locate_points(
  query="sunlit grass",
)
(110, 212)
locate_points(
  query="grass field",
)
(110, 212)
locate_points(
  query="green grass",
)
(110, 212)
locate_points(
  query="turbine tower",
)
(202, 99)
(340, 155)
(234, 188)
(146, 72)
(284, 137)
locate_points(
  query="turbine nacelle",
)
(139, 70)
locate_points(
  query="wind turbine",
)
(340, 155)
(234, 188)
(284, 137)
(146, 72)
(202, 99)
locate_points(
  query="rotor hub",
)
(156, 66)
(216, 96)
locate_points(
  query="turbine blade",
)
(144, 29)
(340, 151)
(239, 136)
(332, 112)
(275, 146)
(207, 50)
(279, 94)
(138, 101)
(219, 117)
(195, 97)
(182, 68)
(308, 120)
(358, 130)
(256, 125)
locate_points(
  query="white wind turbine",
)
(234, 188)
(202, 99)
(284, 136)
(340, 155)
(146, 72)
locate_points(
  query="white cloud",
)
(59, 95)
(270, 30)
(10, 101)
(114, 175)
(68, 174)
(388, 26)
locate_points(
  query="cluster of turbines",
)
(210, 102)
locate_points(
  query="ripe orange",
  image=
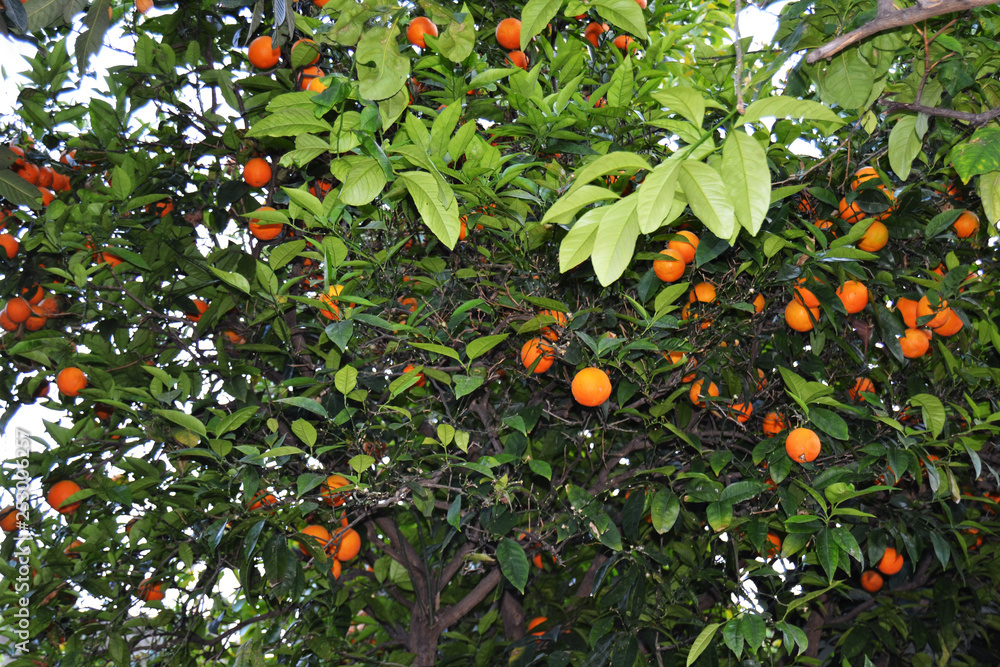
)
(421, 380)
(591, 387)
(262, 53)
(702, 292)
(18, 310)
(891, 562)
(854, 296)
(536, 349)
(798, 317)
(924, 309)
(327, 491)
(592, 33)
(9, 516)
(871, 581)
(669, 270)
(875, 238)
(908, 309)
(334, 312)
(320, 534)
(966, 225)
(864, 174)
(686, 246)
(267, 231)
(419, 27)
(914, 343)
(10, 245)
(58, 494)
(509, 34)
(861, 385)
(741, 411)
(696, 394)
(518, 59)
(803, 445)
(257, 172)
(150, 591)
(851, 213)
(71, 380)
(346, 545)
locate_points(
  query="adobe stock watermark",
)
(22, 494)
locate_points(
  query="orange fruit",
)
(320, 534)
(670, 270)
(267, 231)
(257, 172)
(18, 310)
(9, 516)
(924, 309)
(891, 562)
(9, 245)
(951, 326)
(854, 296)
(908, 309)
(71, 380)
(871, 581)
(703, 293)
(861, 385)
(536, 349)
(851, 213)
(508, 34)
(518, 59)
(864, 174)
(741, 411)
(346, 545)
(800, 318)
(686, 246)
(966, 225)
(262, 53)
(803, 445)
(421, 380)
(58, 494)
(591, 387)
(696, 394)
(914, 343)
(592, 33)
(327, 491)
(419, 27)
(334, 310)
(150, 591)
(875, 238)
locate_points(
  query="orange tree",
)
(329, 300)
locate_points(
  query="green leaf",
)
(614, 244)
(513, 563)
(535, 16)
(708, 197)
(481, 346)
(744, 163)
(702, 641)
(382, 69)
(436, 203)
(289, 122)
(183, 419)
(904, 145)
(780, 106)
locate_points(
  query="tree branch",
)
(974, 119)
(888, 18)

> TO BE DONE:
Copy the data exactly. Any picture it contains is to be omitted.

> COMPLETED EXERCISE:
locate_points(
  query="sunlit grass",
)
(110, 212)
locate_points(
  query="grass field",
)
(110, 212)
locate_points(
  query="green grass",
)
(110, 212)
locate_points(
  query="turbine tower",
)
(202, 99)
(340, 155)
(234, 188)
(146, 72)
(284, 137)
locate_points(
  query="turbine nacelle",
)
(139, 70)
locate_points(
  query="wind turbine",
)
(340, 155)
(234, 188)
(284, 137)
(146, 72)
(202, 99)
locate_points(
  query="rotor hub",
)
(156, 66)
(216, 96)
locate_points(
  query="turbine blade",
)
(144, 29)
(340, 151)
(239, 136)
(332, 112)
(275, 146)
(207, 50)
(279, 94)
(138, 101)
(219, 117)
(195, 97)
(182, 68)
(308, 120)
(358, 130)
(256, 125)
locate_points(
  query="white wind turbine",
)
(234, 188)
(202, 99)
(284, 136)
(340, 155)
(146, 72)
locate_points(
  query="white cloud",
)
(59, 95)
(270, 30)
(10, 101)
(114, 175)
(68, 174)
(388, 26)
locate_points(
  query="cluster of turbines",
)
(210, 102)
locate_points(
  query="ripe orange",
  image=
)
(421, 380)
(591, 387)
(262, 53)
(702, 292)
(18, 310)
(891, 562)
(854, 296)
(536, 349)
(798, 317)
(924, 309)
(327, 491)
(592, 33)
(9, 516)
(871, 581)
(669, 270)
(875, 238)
(908, 309)
(334, 312)
(320, 534)
(966, 225)
(864, 174)
(686, 246)
(267, 231)
(419, 27)
(914, 343)
(10, 245)
(58, 494)
(509, 34)
(861, 385)
(741, 411)
(696, 394)
(518, 59)
(803, 445)
(257, 172)
(150, 591)
(851, 213)
(71, 380)
(346, 545)
locate_points(
  query="adobe stock watermark",
)
(22, 494)
locate_points(
  query="orange fruit",
)
(320, 534)
(670, 270)
(267, 231)
(257, 172)
(18, 310)
(9, 516)
(924, 309)
(891, 562)
(9, 245)
(951, 326)
(854, 296)
(908, 309)
(71, 380)
(871, 581)
(703, 293)
(861, 385)
(536, 349)
(851, 213)
(508, 34)
(518, 59)
(864, 174)
(741, 411)
(346, 545)
(800, 318)
(686, 246)
(966, 225)
(262, 53)
(803, 445)
(421, 380)
(58, 494)
(591, 387)
(696, 394)
(914, 343)
(592, 33)
(327, 491)
(419, 27)
(334, 310)
(150, 591)
(875, 238)
locate_points(
  query="orange tree",
)
(329, 300)
locate_points(
  query="green leaf",
)
(614, 244)
(513, 563)
(535, 16)
(708, 197)
(481, 346)
(744, 163)
(702, 641)
(382, 69)
(436, 203)
(289, 122)
(183, 419)
(904, 145)
(780, 106)
locate_points(
  query="tree branch",
)
(974, 119)
(888, 18)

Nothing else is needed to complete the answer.